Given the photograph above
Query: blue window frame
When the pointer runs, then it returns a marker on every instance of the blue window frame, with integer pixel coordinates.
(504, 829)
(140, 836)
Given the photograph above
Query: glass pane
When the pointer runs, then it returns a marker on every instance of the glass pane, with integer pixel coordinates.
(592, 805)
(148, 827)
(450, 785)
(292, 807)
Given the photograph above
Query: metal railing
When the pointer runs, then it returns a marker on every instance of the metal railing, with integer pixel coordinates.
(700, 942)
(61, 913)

###

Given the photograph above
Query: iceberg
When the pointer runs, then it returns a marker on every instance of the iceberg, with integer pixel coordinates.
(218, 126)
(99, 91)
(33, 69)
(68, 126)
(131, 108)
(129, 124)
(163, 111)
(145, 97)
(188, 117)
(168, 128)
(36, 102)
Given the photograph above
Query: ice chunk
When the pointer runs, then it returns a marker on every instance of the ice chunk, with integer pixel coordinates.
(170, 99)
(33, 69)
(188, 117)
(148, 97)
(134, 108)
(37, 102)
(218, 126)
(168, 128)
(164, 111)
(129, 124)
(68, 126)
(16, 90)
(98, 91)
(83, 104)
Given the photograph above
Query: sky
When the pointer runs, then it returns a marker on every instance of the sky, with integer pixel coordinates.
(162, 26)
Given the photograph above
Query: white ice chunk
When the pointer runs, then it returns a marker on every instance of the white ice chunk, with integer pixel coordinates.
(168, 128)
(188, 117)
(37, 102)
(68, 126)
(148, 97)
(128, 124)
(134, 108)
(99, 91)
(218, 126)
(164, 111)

###

■ **TASK OBJECTIVE**: Out of the preceding entries, pull each line that contains the word "Query".

■ **ANSWER BOX**:
Query: blue window frame
Query: glass pane
Query: metal railing
Query: iceberg
Query: ice chunk
Query: sky
Query: white ice chunk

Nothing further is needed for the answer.